──────── TASK DATA ────────

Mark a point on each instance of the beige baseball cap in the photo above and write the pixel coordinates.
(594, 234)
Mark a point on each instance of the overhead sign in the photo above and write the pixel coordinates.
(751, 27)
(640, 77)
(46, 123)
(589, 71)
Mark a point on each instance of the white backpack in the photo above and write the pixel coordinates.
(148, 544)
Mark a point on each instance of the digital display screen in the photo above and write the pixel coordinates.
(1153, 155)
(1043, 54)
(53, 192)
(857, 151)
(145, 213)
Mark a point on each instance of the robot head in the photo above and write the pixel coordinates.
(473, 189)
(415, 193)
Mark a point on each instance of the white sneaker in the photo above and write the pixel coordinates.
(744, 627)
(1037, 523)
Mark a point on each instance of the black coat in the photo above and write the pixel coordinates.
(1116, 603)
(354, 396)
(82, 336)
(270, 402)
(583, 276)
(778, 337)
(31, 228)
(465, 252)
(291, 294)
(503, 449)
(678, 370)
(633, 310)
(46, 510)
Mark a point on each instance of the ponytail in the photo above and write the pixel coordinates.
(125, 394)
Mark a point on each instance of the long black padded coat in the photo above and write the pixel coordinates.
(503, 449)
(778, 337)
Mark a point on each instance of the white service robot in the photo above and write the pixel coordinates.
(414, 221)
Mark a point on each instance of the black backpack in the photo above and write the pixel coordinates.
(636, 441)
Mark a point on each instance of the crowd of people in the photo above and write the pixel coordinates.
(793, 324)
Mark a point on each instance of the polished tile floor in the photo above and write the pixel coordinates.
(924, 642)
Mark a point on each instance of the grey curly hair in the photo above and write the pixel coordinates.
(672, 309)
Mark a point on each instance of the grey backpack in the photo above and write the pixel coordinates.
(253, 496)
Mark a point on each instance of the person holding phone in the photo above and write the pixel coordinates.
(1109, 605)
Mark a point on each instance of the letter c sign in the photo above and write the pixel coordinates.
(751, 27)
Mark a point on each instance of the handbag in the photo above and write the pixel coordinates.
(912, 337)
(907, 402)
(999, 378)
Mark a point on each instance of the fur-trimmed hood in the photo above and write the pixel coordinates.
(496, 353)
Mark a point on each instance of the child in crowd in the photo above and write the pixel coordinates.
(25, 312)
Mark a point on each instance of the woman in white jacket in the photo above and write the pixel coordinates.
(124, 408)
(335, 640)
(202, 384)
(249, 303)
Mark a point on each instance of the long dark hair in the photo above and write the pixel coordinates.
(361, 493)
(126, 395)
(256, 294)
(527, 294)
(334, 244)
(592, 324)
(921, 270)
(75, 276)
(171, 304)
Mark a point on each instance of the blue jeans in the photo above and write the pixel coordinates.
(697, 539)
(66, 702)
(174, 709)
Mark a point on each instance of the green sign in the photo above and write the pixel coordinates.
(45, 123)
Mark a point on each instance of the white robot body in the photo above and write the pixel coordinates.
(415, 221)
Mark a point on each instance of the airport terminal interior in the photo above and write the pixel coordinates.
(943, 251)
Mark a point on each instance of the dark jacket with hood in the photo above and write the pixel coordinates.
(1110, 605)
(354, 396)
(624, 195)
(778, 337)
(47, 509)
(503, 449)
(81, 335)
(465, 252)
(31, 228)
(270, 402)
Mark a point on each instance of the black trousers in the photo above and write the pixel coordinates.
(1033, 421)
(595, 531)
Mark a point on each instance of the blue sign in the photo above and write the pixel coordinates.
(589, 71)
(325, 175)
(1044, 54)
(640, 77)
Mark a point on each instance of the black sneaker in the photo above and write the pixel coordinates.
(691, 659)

────────

PROBLEM TO WORK ON
Copy each of the items above word for word, keeping every line and character unchanged.

THE RESULT
Mark a point on each instance of the beige baseball cap in the photo above and write the pixel coordinates.
(594, 234)
Mark a point on each instance of the overhead sign in the photo above and write the pixel coordinates.
(751, 27)
(640, 77)
(46, 123)
(589, 71)
Mark a point on each instance of the white backpack in the photo above and write the pixel coordinates.
(148, 544)
Mark a point on each instance of the digital display screen in the photo above and write the pixel coordinates.
(1153, 155)
(1043, 54)
(53, 192)
(857, 151)
(145, 213)
Mark a point on each instance of the robot head in the photo above and write the pixel coordinates.
(473, 189)
(415, 193)
Mark a point on each instance of the white sneaker in the photo above and write the pixel coordinates.
(744, 627)
(1037, 523)
Mark a point on each instance of the black coat in the photo above and write the pixel coordinates.
(1116, 603)
(354, 396)
(82, 336)
(270, 402)
(583, 276)
(778, 337)
(31, 228)
(465, 252)
(291, 294)
(503, 449)
(678, 370)
(633, 310)
(46, 510)
Mark a point on each instance of the ponytail in the photo above and write the pixel coordinates.
(125, 394)
Mark a point on each instance of the long black padded coat in the photo above and write the pixel coordinates.
(503, 449)
(778, 337)
Mark a point on each instance of the white service robot in the photo above and write the pixel coordinates.
(414, 221)
Mark a point on each instance of the black backpack in the photo above and write the pixel coordinates.
(636, 441)
Mark a point on each instance of the crowd of people in the photo above and write the pixel coordinates.
(793, 324)
Mark a point on each instance of the polished tile floor in the photo above and write the pixel coordinates.
(924, 642)
Mark a point on each instance of the grey curly hair in the photo above and write the pixel coordinates.
(672, 309)
Mark a point on each instance of the grey backpack in the photo above and write the pixel coordinates.
(253, 496)
Mark a point on each instance of the person holding phone in the photo above and write the pixel coordinates.
(1109, 605)
Mark a point on each instance of the letter c sign in the photo above and write the pixel coordinates.
(751, 27)
Mark a point on each instance of the handbag in the photo above and write the pixel coordinates.
(912, 337)
(907, 402)
(999, 378)
Mark a point on each instance of the fur-trimmed hood in the photo above and write the pixel coordinates.
(496, 353)
Mark a point on each instance of the child in crowd in the photo above and write the pixel coordinates.
(25, 312)
Mark a point on each instance of the woman in white jacket in the photo above and write the pixel coordinates.
(124, 408)
(335, 640)
(202, 384)
(249, 303)
Mark a point on each instance of the long dark hair in the photo above and write the pixel coordinates.
(361, 493)
(126, 395)
(256, 294)
(527, 294)
(334, 244)
(592, 324)
(921, 270)
(75, 276)
(171, 304)
Mark a point on each instance of the blue jeans in the photo above and write the pixel coordinates.
(697, 539)
(66, 702)
(174, 709)
Mark a point on each instance of the green sign in the photo above and write the pixel coordinates.
(45, 123)
Mark a point on each instance of the white robot body in the photo above and write the pixel coordinates.
(415, 221)
Mark a point on each instance of the airport terminal interior in the photo above and write the pixel coordinates.
(943, 251)
Mark a point on each instance of the dark jacket with hood in the photo above and write the pixel coordinates.
(1110, 605)
(354, 396)
(624, 195)
(778, 337)
(47, 509)
(503, 449)
(81, 335)
(465, 252)
(31, 228)
(270, 402)
Mark a point on each instance of the black trousers in the photo above and write the pixel coordinates.
(1033, 421)
(595, 531)
Mark a point on each instance of the blue sign in the photo above and write the pixel coordinates.
(589, 71)
(325, 175)
(1044, 54)
(640, 77)
Mark a point on each instance of the black sneaker in the photo above and write the pixel coordinates.
(691, 659)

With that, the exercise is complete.